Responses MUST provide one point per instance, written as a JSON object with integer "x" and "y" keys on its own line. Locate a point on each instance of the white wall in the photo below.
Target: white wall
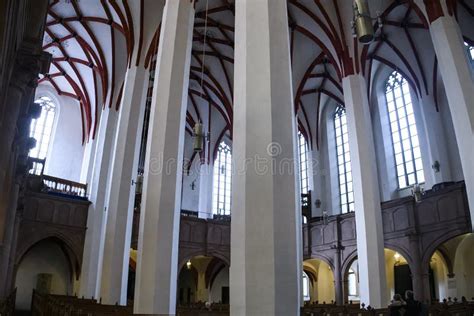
{"x": 222, "y": 279}
{"x": 464, "y": 268}
{"x": 45, "y": 257}
{"x": 65, "y": 153}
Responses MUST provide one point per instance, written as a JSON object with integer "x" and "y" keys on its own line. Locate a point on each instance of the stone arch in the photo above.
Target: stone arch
{"x": 71, "y": 248}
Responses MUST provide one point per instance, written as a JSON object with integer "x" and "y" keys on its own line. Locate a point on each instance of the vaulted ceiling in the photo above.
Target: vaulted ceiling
{"x": 94, "y": 41}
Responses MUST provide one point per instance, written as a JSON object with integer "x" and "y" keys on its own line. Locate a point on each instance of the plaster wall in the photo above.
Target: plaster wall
{"x": 44, "y": 257}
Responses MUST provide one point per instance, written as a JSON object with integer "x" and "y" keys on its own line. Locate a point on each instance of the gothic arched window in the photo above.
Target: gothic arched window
{"x": 470, "y": 50}
{"x": 222, "y": 180}
{"x": 303, "y": 151}
{"x": 344, "y": 168}
{"x": 41, "y": 129}
{"x": 306, "y": 287}
{"x": 405, "y": 141}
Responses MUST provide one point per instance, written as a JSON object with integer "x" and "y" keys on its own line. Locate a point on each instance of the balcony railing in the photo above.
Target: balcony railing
{"x": 63, "y": 187}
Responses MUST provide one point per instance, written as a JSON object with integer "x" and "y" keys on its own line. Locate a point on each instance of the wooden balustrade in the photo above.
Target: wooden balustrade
{"x": 62, "y": 186}
{"x": 7, "y": 306}
{"x": 60, "y": 305}
{"x": 437, "y": 309}
{"x": 37, "y": 165}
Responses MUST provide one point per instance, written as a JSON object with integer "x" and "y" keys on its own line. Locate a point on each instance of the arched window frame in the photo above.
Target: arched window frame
{"x": 404, "y": 133}
{"x": 303, "y": 151}
{"x": 306, "y": 287}
{"x": 43, "y": 130}
{"x": 343, "y": 159}
{"x": 470, "y": 52}
{"x": 222, "y": 180}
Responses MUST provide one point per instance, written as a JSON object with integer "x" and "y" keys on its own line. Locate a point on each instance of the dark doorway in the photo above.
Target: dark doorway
{"x": 402, "y": 279}
{"x": 225, "y": 295}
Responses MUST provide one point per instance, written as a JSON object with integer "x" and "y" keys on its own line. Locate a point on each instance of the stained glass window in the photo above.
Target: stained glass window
{"x": 41, "y": 129}
{"x": 222, "y": 180}
{"x": 346, "y": 191}
{"x": 406, "y": 144}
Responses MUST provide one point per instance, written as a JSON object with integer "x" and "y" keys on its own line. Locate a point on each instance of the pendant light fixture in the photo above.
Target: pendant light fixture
{"x": 362, "y": 22}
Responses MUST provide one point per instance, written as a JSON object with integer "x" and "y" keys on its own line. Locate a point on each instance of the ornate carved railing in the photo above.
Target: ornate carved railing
{"x": 37, "y": 165}
{"x": 62, "y": 186}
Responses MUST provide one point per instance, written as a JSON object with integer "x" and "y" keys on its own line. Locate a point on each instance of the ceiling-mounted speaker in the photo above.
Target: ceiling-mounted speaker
{"x": 363, "y": 21}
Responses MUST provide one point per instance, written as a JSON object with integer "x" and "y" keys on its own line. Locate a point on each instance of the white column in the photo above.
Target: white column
{"x": 368, "y": 213}
{"x": 455, "y": 70}
{"x": 157, "y": 260}
{"x": 266, "y": 250}
{"x": 99, "y": 188}
{"x": 122, "y": 192}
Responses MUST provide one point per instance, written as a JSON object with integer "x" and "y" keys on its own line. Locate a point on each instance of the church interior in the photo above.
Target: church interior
{"x": 237, "y": 157}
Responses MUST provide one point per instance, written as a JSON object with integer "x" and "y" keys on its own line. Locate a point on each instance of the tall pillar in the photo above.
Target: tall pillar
{"x": 455, "y": 70}
{"x": 338, "y": 279}
{"x": 99, "y": 188}
{"x": 157, "y": 264}
{"x": 266, "y": 249}
{"x": 368, "y": 214}
{"x": 118, "y": 231}
{"x": 417, "y": 270}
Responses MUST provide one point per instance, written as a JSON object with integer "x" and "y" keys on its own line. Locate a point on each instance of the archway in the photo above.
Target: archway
{"x": 351, "y": 283}
{"x": 398, "y": 274}
{"x": 203, "y": 279}
{"x": 46, "y": 268}
{"x": 321, "y": 281}
{"x": 451, "y": 272}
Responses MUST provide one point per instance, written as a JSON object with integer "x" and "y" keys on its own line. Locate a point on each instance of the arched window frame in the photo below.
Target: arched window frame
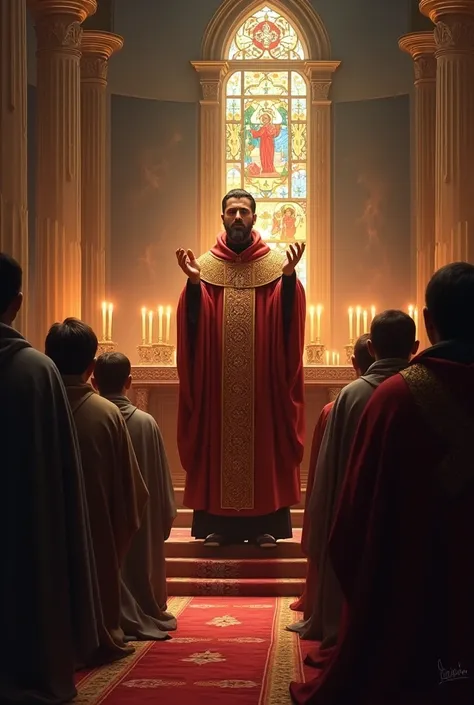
___
SHORT EXERCISE
Report each line in the listing above that contains the string "archway", copying every such line in full.

FINAL RESULT
Responses MUST provide one point per instance, written as a JSON object with integer "x" and "y" keys on its own line. Locate a point on each instance of the archway in the photo above.
Target: archway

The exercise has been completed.